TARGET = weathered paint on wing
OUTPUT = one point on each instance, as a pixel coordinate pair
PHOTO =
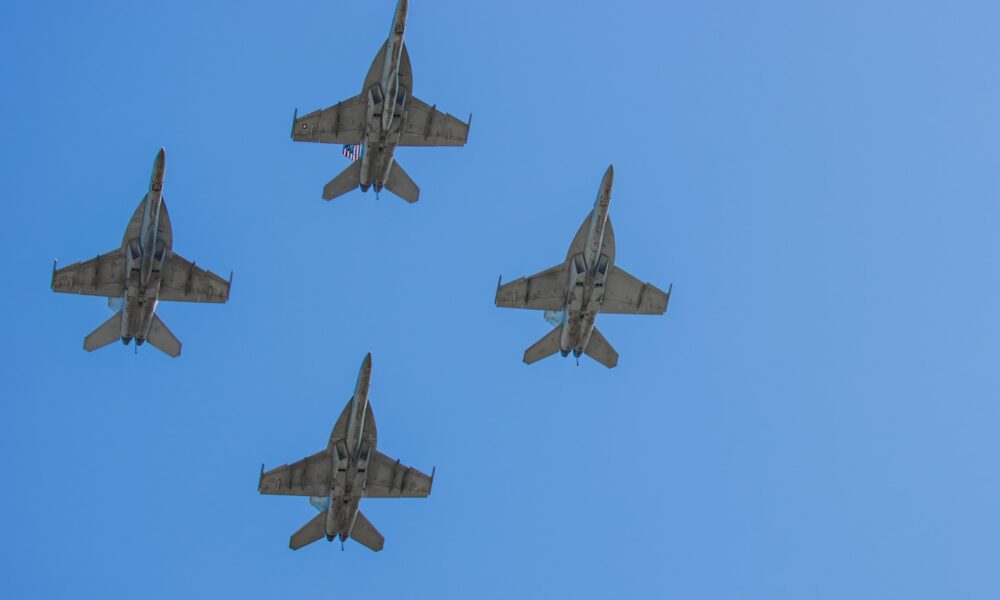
(586, 283)
(349, 469)
(140, 273)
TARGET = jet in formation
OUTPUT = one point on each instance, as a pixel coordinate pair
(383, 116)
(586, 283)
(142, 272)
(349, 469)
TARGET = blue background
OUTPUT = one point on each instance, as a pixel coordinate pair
(815, 417)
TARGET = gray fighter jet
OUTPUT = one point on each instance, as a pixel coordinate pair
(349, 469)
(139, 274)
(383, 116)
(586, 283)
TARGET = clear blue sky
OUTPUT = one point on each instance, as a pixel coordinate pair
(815, 417)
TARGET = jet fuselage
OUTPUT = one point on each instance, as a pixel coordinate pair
(145, 254)
(350, 462)
(587, 273)
(384, 100)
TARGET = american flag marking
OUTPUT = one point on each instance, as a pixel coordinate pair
(352, 151)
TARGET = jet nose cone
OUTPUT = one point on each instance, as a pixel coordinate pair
(609, 177)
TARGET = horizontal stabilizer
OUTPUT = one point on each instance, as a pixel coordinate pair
(365, 533)
(310, 532)
(109, 331)
(547, 346)
(160, 337)
(349, 179)
(399, 183)
(600, 350)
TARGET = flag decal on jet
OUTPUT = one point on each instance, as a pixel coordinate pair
(352, 151)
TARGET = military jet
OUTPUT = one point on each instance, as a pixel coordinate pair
(141, 273)
(586, 283)
(383, 116)
(349, 469)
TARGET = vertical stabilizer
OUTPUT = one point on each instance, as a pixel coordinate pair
(365, 533)
(160, 337)
(399, 183)
(545, 347)
(310, 532)
(349, 179)
(600, 350)
(109, 331)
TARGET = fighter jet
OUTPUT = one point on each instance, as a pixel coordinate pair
(383, 116)
(349, 469)
(141, 273)
(586, 283)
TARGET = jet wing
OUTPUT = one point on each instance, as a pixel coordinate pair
(389, 479)
(182, 281)
(307, 477)
(624, 294)
(100, 276)
(342, 123)
(427, 126)
(542, 291)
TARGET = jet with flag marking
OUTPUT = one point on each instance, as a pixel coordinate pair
(349, 469)
(382, 117)
(573, 292)
(139, 274)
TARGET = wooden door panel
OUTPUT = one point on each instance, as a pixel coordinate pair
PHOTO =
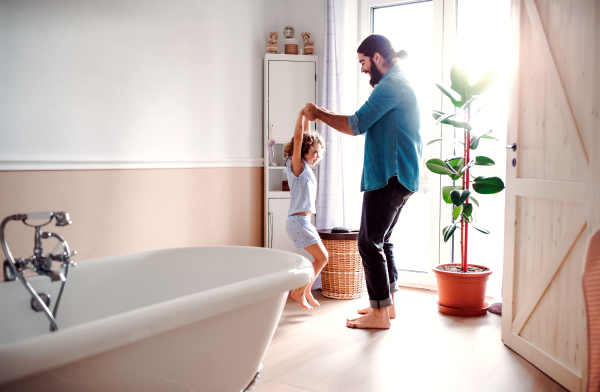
(552, 116)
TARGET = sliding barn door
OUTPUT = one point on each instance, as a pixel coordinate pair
(551, 120)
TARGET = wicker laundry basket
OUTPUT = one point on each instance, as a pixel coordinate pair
(343, 277)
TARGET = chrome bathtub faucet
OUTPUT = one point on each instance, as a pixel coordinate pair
(40, 262)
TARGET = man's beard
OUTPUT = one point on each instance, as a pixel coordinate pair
(376, 75)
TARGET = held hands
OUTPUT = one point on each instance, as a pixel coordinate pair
(310, 112)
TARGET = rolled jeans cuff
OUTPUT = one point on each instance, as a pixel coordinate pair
(381, 304)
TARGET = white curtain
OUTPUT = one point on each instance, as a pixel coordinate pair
(339, 200)
(330, 192)
(338, 195)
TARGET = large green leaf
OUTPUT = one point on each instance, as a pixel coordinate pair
(484, 83)
(456, 212)
(448, 231)
(454, 97)
(467, 166)
(475, 139)
(455, 161)
(448, 139)
(488, 185)
(444, 117)
(460, 82)
(467, 209)
(459, 196)
(438, 166)
(458, 124)
(484, 161)
(446, 192)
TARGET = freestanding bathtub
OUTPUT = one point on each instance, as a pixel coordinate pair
(184, 319)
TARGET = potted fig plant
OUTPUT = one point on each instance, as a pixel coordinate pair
(461, 288)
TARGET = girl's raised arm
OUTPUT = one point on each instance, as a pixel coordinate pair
(297, 161)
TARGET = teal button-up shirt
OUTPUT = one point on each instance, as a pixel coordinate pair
(390, 119)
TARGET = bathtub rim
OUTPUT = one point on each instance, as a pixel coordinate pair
(44, 352)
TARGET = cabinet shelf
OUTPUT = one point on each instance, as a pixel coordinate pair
(278, 195)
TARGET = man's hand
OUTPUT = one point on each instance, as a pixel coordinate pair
(311, 111)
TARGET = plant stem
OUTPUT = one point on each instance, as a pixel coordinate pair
(468, 154)
(463, 254)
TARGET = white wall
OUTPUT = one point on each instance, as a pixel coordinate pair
(142, 80)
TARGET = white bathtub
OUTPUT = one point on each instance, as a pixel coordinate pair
(185, 319)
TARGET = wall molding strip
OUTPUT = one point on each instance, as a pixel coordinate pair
(87, 163)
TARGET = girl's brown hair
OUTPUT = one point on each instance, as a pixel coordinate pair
(309, 139)
(375, 43)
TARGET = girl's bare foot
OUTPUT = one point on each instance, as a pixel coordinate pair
(298, 295)
(391, 311)
(310, 298)
(376, 318)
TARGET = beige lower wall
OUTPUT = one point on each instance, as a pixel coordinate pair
(123, 211)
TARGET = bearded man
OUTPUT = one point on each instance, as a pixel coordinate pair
(390, 121)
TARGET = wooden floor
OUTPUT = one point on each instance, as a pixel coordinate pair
(423, 351)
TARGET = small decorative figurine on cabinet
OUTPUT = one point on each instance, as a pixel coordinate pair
(291, 44)
(308, 45)
(272, 44)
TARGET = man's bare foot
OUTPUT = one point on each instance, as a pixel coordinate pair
(391, 311)
(298, 295)
(376, 318)
(310, 298)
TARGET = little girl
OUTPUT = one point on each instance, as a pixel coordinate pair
(303, 151)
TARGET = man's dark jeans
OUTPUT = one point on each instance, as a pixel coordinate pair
(380, 212)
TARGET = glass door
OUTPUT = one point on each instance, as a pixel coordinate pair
(436, 34)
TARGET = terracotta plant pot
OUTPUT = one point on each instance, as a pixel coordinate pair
(462, 294)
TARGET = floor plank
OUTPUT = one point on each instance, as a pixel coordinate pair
(423, 351)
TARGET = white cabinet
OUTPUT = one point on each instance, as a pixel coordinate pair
(290, 82)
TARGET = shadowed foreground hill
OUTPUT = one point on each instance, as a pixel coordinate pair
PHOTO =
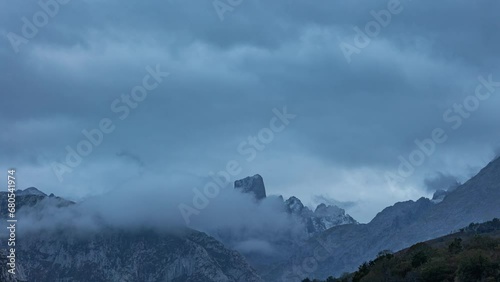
(470, 255)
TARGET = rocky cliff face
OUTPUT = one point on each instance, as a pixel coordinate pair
(69, 255)
(323, 217)
(343, 248)
(111, 254)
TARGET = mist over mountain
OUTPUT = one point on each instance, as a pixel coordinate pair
(342, 248)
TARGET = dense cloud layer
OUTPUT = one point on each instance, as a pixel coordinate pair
(226, 76)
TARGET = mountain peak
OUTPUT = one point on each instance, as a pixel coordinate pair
(252, 184)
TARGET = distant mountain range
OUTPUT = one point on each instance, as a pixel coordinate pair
(70, 254)
(342, 248)
(332, 242)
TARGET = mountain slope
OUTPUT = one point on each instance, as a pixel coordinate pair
(342, 248)
(66, 253)
(473, 254)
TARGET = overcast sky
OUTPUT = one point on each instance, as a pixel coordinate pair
(229, 67)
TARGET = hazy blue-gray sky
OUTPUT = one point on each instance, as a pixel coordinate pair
(354, 117)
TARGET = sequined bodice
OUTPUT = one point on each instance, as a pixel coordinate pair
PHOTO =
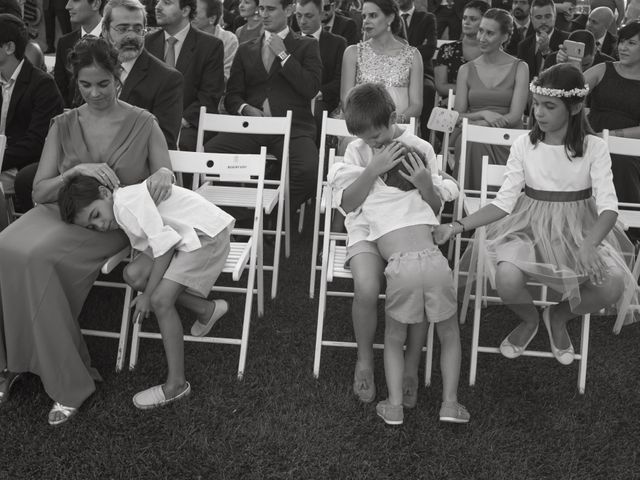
(389, 70)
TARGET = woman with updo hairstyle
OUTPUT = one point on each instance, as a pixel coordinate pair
(492, 91)
(56, 262)
(384, 58)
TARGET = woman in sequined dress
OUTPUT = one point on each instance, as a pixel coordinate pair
(385, 59)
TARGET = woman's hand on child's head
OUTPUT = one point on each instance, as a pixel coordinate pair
(442, 233)
(386, 158)
(142, 304)
(591, 263)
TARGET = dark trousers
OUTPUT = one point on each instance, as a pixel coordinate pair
(303, 158)
(50, 15)
(446, 17)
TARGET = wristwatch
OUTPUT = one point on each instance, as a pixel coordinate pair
(283, 55)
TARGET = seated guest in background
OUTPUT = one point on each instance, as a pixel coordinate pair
(30, 99)
(88, 15)
(451, 56)
(331, 51)
(591, 55)
(448, 16)
(33, 52)
(146, 81)
(492, 91)
(600, 19)
(253, 21)
(522, 25)
(208, 15)
(420, 29)
(57, 263)
(277, 72)
(535, 48)
(615, 105)
(337, 24)
(197, 55)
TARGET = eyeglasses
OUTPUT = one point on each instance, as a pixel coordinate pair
(122, 29)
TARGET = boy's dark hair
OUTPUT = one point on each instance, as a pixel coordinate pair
(13, 29)
(565, 76)
(368, 106)
(75, 195)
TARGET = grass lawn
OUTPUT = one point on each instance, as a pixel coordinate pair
(528, 419)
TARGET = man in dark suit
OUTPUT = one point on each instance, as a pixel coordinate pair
(448, 16)
(30, 99)
(337, 24)
(535, 48)
(420, 28)
(332, 49)
(276, 72)
(522, 25)
(146, 81)
(87, 14)
(199, 56)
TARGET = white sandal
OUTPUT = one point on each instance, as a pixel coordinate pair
(67, 413)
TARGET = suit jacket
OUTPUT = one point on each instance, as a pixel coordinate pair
(201, 62)
(332, 49)
(288, 87)
(516, 38)
(346, 28)
(154, 86)
(422, 35)
(35, 100)
(527, 50)
(61, 74)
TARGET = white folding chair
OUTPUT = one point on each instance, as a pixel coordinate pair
(334, 252)
(493, 176)
(337, 128)
(468, 201)
(244, 255)
(276, 192)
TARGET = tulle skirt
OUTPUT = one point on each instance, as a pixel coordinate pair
(542, 239)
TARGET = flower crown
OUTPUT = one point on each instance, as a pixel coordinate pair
(558, 92)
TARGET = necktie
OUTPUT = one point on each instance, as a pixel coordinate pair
(170, 54)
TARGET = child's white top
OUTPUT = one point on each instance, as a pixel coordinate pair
(386, 208)
(171, 223)
(547, 167)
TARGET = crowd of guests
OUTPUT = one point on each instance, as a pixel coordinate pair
(128, 86)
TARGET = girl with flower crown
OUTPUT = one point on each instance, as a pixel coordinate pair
(561, 231)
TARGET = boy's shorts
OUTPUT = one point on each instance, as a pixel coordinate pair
(199, 269)
(363, 246)
(419, 283)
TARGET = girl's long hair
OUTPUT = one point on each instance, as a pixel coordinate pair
(565, 76)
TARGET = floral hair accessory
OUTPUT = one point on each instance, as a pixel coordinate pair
(558, 92)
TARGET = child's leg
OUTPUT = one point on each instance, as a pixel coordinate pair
(450, 357)
(593, 298)
(511, 286)
(395, 334)
(163, 301)
(367, 270)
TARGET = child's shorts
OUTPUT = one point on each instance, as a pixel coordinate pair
(419, 283)
(198, 270)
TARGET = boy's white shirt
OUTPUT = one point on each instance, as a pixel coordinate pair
(172, 223)
(385, 208)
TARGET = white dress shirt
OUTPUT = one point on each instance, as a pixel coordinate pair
(174, 222)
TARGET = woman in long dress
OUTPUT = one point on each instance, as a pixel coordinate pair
(47, 267)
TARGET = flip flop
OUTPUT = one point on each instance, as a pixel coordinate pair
(200, 330)
(154, 397)
(67, 413)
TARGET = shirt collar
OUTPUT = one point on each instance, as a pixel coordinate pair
(96, 32)
(282, 33)
(14, 76)
(180, 36)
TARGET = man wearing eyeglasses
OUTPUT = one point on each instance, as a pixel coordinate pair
(146, 81)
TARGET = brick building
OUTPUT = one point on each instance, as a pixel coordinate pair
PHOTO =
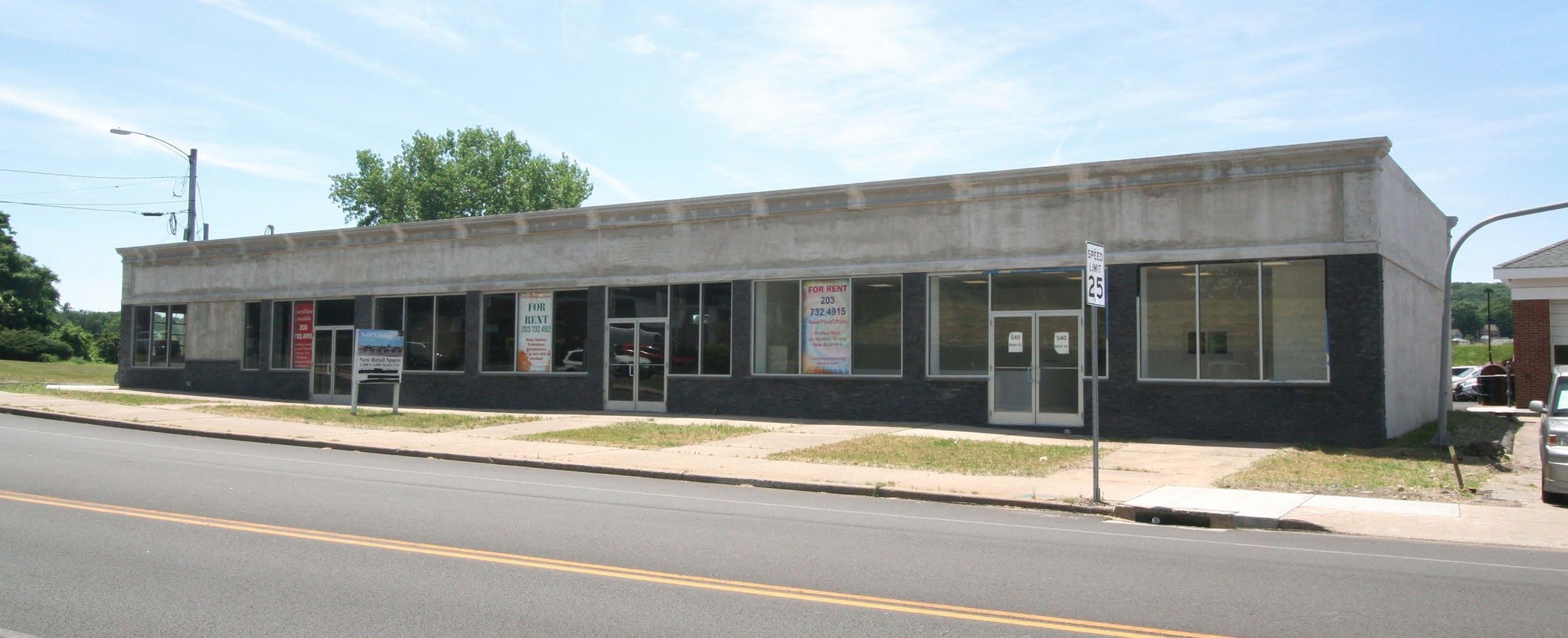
(1540, 317)
(1280, 293)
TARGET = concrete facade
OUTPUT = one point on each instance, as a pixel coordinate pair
(1346, 203)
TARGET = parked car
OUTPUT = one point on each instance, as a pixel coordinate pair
(1554, 440)
(1466, 383)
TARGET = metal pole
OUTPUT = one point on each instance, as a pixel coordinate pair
(1093, 371)
(1445, 375)
(1488, 328)
(190, 204)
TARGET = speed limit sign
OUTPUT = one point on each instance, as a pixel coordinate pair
(1095, 275)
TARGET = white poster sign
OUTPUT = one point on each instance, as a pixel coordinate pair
(378, 356)
(535, 336)
(825, 326)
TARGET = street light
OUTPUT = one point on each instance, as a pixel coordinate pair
(1488, 325)
(1446, 352)
(190, 199)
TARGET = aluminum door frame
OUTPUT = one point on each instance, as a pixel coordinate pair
(1034, 416)
(637, 381)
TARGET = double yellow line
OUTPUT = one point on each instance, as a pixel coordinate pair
(739, 587)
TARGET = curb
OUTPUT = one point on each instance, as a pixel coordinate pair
(1213, 519)
(802, 486)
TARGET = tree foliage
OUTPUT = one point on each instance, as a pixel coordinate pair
(27, 289)
(1473, 298)
(468, 173)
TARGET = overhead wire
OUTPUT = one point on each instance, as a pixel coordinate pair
(88, 188)
(107, 211)
(68, 175)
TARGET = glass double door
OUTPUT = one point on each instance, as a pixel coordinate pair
(333, 371)
(1037, 365)
(635, 364)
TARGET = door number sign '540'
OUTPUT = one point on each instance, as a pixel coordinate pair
(1095, 275)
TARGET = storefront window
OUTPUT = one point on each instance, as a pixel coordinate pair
(700, 329)
(1247, 322)
(158, 336)
(251, 356)
(959, 325)
(830, 326)
(535, 331)
(433, 329)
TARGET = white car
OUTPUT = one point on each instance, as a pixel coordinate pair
(1554, 440)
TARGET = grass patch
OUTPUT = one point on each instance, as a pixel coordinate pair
--
**Exercise:** Pull out every line of the entries that includes the word "cabinet".

**Exercise response:**
TARGET = cabinet shelf
TARGET = small decorative figurine on cabinet
TARGET = white cabinet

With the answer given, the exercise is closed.